**Task**
Copy out every record below with complete accuracy.

(Dataset rows on where objects appear)
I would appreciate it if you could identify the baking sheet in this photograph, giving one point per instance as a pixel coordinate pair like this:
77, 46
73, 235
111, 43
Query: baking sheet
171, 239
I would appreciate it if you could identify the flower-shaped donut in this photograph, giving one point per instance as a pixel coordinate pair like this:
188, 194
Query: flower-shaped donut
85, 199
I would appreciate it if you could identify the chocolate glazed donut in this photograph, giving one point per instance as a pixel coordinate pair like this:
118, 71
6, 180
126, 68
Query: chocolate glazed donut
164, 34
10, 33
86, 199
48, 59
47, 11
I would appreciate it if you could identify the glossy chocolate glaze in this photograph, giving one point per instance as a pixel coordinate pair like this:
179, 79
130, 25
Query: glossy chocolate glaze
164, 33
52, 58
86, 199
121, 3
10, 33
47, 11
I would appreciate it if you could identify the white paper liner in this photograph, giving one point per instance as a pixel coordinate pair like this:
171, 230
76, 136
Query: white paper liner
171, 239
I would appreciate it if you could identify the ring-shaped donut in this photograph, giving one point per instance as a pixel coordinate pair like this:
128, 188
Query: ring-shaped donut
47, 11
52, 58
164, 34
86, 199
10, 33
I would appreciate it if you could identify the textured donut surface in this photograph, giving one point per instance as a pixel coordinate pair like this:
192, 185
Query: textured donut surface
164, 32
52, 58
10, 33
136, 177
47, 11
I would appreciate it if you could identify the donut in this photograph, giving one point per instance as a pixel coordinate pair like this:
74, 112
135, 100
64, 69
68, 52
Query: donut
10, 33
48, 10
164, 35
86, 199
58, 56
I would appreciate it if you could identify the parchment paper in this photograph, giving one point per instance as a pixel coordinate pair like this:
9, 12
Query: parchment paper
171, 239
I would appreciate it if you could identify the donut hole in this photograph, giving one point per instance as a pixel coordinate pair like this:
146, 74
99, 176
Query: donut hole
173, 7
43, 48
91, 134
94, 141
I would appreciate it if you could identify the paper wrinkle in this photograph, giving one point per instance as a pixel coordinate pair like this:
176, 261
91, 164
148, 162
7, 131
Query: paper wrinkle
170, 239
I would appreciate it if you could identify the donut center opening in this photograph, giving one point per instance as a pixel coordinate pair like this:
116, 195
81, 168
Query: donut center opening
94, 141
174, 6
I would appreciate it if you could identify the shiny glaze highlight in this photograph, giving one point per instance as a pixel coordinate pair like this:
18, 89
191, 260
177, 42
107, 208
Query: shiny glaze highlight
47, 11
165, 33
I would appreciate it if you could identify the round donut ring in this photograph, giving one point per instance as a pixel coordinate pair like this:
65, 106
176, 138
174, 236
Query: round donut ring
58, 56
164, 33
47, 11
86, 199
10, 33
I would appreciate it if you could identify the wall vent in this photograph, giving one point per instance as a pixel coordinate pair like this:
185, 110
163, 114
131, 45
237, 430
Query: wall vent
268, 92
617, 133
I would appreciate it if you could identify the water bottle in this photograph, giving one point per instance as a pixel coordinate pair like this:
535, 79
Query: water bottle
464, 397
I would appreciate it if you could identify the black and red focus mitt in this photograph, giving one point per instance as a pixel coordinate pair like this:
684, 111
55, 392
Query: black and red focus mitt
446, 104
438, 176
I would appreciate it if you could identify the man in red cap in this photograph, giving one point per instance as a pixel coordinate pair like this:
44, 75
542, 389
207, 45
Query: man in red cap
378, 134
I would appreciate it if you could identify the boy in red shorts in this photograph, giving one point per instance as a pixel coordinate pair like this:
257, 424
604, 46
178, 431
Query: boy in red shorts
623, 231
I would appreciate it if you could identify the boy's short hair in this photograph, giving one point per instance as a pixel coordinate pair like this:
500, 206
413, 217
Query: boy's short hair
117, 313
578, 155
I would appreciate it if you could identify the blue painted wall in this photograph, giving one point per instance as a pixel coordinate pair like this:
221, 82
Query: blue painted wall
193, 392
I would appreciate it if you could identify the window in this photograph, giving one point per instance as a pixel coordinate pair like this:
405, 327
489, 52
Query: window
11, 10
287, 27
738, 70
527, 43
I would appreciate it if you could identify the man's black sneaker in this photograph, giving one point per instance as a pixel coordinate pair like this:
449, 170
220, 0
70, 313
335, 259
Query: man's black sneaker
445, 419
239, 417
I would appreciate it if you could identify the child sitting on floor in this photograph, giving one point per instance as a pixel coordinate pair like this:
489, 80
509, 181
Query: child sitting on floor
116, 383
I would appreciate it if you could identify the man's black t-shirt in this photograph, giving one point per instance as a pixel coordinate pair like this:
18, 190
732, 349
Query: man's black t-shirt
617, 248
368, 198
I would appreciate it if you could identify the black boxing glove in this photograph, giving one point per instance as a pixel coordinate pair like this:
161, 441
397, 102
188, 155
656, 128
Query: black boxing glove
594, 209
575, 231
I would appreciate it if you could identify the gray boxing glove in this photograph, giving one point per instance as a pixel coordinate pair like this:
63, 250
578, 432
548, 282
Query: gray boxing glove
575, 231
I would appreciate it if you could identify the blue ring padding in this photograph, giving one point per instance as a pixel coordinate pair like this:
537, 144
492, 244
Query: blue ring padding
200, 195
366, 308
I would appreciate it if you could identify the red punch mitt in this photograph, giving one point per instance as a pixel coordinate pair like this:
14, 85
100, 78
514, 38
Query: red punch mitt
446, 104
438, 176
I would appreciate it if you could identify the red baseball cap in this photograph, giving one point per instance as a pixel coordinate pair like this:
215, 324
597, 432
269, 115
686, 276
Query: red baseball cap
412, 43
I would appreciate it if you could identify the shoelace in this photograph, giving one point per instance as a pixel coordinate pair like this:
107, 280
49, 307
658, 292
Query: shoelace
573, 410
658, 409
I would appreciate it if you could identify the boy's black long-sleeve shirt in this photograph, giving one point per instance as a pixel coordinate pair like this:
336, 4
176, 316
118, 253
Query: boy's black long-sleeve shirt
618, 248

**Complete output**
I would appreciate it if you could identify the baking sheet in this photograph, giving one point per instance as a pixel coordinate pair like this:
77, 46
73, 235
111, 43
Query: baking sheet
171, 239
I would appreciate it if you could identify the flower-shaped donut in this photograph, giving one point per instance as a pixel coordinate pair like this:
188, 194
Query: flower-shaped donut
85, 199
I would appreciate it if you could identify the chocolate glazed donut in this photograph, giving one point per instance as a pixel coordinate pair like this:
118, 71
6, 180
126, 68
Query: chocolate glazed donut
164, 34
10, 33
86, 199
48, 59
47, 11
I would appreciate it if you could identify the glossy chocolate glaze in this photograph, giving one point per instance as a pixel coordinate pair like this:
179, 79
130, 25
Query: glossy chocolate glaze
164, 33
52, 58
86, 199
121, 3
10, 33
47, 11
I would appreciate it if you could identify the white paper liner in this photograph, giving one point per instance as a pixel coordinate pair like this:
171, 230
76, 136
Query: white paper liner
171, 239
I would appreciate it if you could identify the ring-shaped donut in this photograph, giving one point per instance as a pixel coordinate pair like this:
128, 188
Query: ring-shaped donut
47, 11
52, 58
164, 34
86, 199
10, 33
I would appreciate it if you could identify the textured donut surface in this photograph, giving one point per instance as a pixel coordinate pair like this:
192, 185
Query: textured donut surface
164, 32
52, 58
10, 33
136, 177
47, 11
I would appreciate it if you could identify the donut in this photograph, giving one point per instance as a pixel coordinate pair like this:
74, 112
135, 100
64, 69
68, 52
Query: donut
10, 33
48, 10
164, 35
86, 199
58, 56
I would appreciate it if you could identify the parchment paper in this photograph, giving one point per instance as a pixel coordinate pair like this:
9, 12
Query: parchment paper
171, 239
I would appreciate it if you could identify the donut hole in this photograph, giving one point per instance as a pixel coordinate pair like this:
146, 74
99, 176
Query: donut hole
173, 7
43, 48
91, 134
94, 141
I would appreciate it if you could identify the paper wrinkle in this photograph, giving one point per instance as a pixel coordinate pair like this:
176, 261
91, 164
148, 162
7, 131
Query: paper wrinkle
170, 239
I would appreciate it if you could identify the donut center opening in this photograph, giving one point per instance as a pixel coordinate pair like this:
116, 195
81, 168
Query: donut center opening
94, 141
174, 6
I would appreciate it if you could identify the shiny glaze highlight in this photograph, giving one point per instance as a pixel coordinate pair like this:
18, 89
191, 260
177, 42
107, 208
Query: shiny glaze highlight
47, 11
165, 33
I would appreciate it if you could identify the round donut ring in this photograph, giving one point per instance as a pixel coordinate pair like this:
65, 106
176, 138
174, 236
Query: round donut ring
58, 56
164, 33
47, 11
86, 199
10, 33
I would appreciate it if you could identify the wall vent in this photograph, giving one point per instance as a pixel coordinate pair like this:
185, 110
163, 114
131, 45
237, 430
Query: wall vent
268, 92
617, 133
I would appreciate it if you could identify the water bottle in this photograph, giving one point per instance as a pixel coordinate pair like this:
535, 79
Query: water bottle
464, 397
I would appreciate it if you could identify the black and red focus mitt in this photograph, giving one point per instance as a pixel coordinate pair like this:
684, 111
55, 392
Query: black and red focus mitt
446, 104
438, 176
I would appreciate it if you could identify the man in red cap in this photograph, giving one point per instance as a pixel coordinate pair like this:
44, 75
542, 389
207, 45
Query: man in red cap
378, 134
I would appreciate it if you could identify the boy in red shorts in this photograph, giving one point per instance as a pixel coordinate pair like this:
257, 424
604, 46
178, 431
Query: boy in red shorts
623, 231
I would appreciate it if you could identify the boy's short hair in this photograph, giving one point per instance as a pixel coordinate pair like this:
500, 206
413, 217
Query: boy's short hair
117, 313
578, 155
I would appreciate it if you could identify the blue painted wall in this photograph, giving one point per instance as a pixel coordinate pair like this:
221, 82
Query: blue painted wall
193, 392
I would appreciate it if you could identify the window in this photograph, giving one point per instance as a pixel coordinate pair like this:
405, 327
489, 52
Query: window
11, 10
287, 27
738, 70
527, 43
I would appreciate it if you could identify the man's black sneaker in this photograph, giving one point per instance as a pixel coordinate pair like this:
449, 170
220, 0
70, 313
335, 259
Query: man's black sneaker
445, 419
239, 417
I would appreciate it if you could identify the child sitting on floor in this photograph, giving one point per instance as a pixel coordinate pair like this:
489, 80
509, 181
Query: child sitting on floor
116, 383
I would appreciate it if you could identify the man's black t-shirt in this photograph, giving one point per instance as a pixel coordinate pair like this:
18, 190
732, 349
Query: man's black t-shirt
617, 248
368, 198
I would appreciate it if you could identify the black boxing glove in this photograph, giving one point per instance as a pixel coordinate pair like this:
161, 441
397, 102
188, 155
656, 128
Query: black boxing glove
594, 209
575, 231
I would appreciate it if you could identify the gray boxing glove in this photograph, giving one point per instance as a pixel coordinate pair like this:
63, 250
578, 432
548, 282
Query: gray boxing glove
575, 231
I would appreciate it if you could identify the blue ring padding in this photograph, giving one point per instance as a pixel coordinate pair like this:
537, 144
492, 244
Query: blue ring padding
200, 195
366, 308
I would appreciate it if you could identify the red punch mitt in this photograph, giving one point per instance as a pixel coordinate pair like this:
14, 85
100, 78
514, 38
Query: red punch mitt
446, 104
438, 176
I would appreciate it if you could identify the red baseball cap in this photograph, giving one point per instance as a pixel coordinate pair like this:
215, 324
597, 432
269, 115
686, 276
Query: red baseball cap
412, 43
I would appreciate it if you could identify the shoelace in this photograph, giving one point per instance as a pixel coordinate pair like this:
107, 280
49, 307
658, 292
Query: shoelace
573, 410
658, 409
I would appreciate it if you could identify the boy's black long-sleeve shirt in this photograph, giving one point per instance as a pixel coordinate pair like this:
336, 4
176, 316
118, 253
Query: boy's black long-sleeve shirt
618, 248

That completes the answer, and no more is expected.